Requirement: Can you reproduce the listing below line for line, leaving every character unchanged?

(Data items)
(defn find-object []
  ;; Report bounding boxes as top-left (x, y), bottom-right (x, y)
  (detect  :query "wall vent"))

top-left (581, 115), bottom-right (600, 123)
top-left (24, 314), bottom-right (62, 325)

Expected answer:
(defn find-object []
  ;; Report bounding boxes as top-left (x, y), bottom-right (x, y)
  (detect  :query "wall vent"))

top-left (581, 115), bottom-right (600, 123)
top-left (24, 314), bottom-right (62, 325)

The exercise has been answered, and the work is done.